== Requirement ==
Among the entries below, one stretch runs from the line that contains "drop one pin per instance, shaped like <point>440,234</point>." through the line that contains "tag the curving highway". Repeat that stretch exactly, ends included, and only that.

== Dataset extract ==
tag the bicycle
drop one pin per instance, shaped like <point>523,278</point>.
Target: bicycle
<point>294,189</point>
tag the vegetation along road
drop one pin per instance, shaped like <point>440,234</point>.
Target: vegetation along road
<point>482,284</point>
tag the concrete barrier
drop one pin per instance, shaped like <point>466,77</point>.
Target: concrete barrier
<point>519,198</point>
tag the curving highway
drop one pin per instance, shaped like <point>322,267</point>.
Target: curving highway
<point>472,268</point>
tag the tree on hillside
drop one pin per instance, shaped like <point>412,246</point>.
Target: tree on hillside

== Solution for this task ==
drop one pin per instance, shaped like <point>440,234</point>.
Target: vegetation along road
<point>482,284</point>
tag the concrete barrier
drop one pin per instance, shaped like <point>466,77</point>.
Target: concrete barrier
<point>519,198</point>
tag the curving highway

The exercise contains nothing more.